Goal of the exercise
Repeat the rows word for word, from the start through the line containing "column 693, row 313", including that line. Leave the pictures out of your answer.

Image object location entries

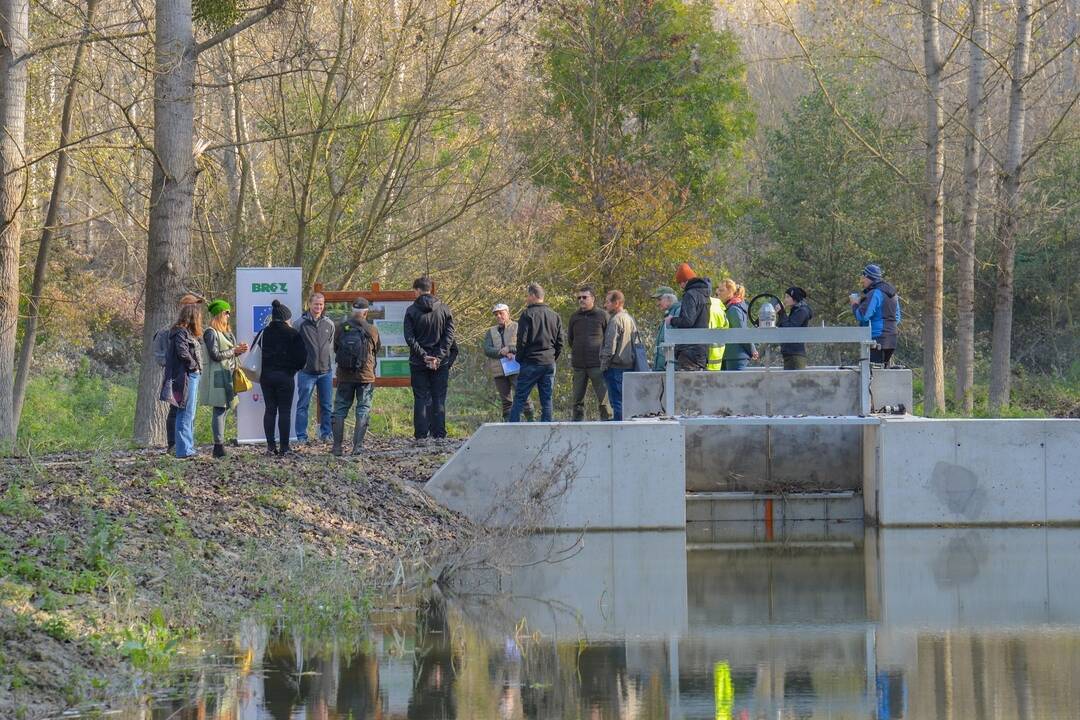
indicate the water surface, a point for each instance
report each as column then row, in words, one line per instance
column 826, row 622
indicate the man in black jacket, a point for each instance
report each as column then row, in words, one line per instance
column 585, row 335
column 697, row 294
column 429, row 333
column 539, row 345
column 795, row 313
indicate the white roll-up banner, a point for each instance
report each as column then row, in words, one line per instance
column 256, row 288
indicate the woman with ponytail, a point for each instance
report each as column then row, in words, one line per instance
column 733, row 296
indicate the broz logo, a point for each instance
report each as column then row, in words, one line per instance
column 274, row 288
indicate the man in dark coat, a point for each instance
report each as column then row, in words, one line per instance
column 794, row 313
column 429, row 333
column 539, row 345
column 693, row 313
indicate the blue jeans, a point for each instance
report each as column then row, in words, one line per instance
column 541, row 377
column 186, row 419
column 347, row 391
column 305, row 383
column 612, row 377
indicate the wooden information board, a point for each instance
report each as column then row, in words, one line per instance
column 388, row 315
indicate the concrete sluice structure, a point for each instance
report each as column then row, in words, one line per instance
column 767, row 445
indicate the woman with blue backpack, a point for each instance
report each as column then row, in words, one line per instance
column 878, row 307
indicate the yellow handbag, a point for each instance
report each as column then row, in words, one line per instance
column 240, row 381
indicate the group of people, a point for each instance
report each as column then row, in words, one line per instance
column 201, row 366
column 605, row 342
column 318, row 355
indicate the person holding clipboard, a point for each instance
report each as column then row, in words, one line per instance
column 500, row 348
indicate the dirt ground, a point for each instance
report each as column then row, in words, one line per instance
column 107, row 558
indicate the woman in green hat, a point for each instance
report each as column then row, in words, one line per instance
column 221, row 351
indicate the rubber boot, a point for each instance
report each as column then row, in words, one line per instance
column 358, row 436
column 337, row 426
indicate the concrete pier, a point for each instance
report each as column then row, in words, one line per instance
column 568, row 476
column 814, row 457
column 930, row 472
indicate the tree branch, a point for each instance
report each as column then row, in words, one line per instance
column 239, row 27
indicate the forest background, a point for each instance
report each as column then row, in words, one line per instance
column 152, row 147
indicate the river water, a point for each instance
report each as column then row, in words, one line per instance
column 824, row 621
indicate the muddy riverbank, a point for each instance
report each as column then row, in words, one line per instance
column 109, row 561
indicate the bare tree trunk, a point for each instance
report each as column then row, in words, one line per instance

Task response
indicate the water surface, a point for each instance
report each as column then row, in words, one line per instance
column 826, row 622
indicate the man in black jacket, a point for each instance
report each as column then row, in words, one line per instance
column 585, row 335
column 697, row 294
column 429, row 333
column 539, row 345
column 795, row 313
indicate the white roll-up banner, a point for each instance
report each as column then row, in words, one line per instance
column 256, row 288
indicate the woman with ponytail, a point for each instance
report each as column then row, in words, one line per instance
column 733, row 296
indicate the broz logo, a point for each instance
report each as column then row, in words, one line per instance
column 274, row 288
indicate the man in dark coat, a point for each instance
report each as column then row, in words, one line per instance
column 794, row 313
column 429, row 333
column 539, row 345
column 693, row 313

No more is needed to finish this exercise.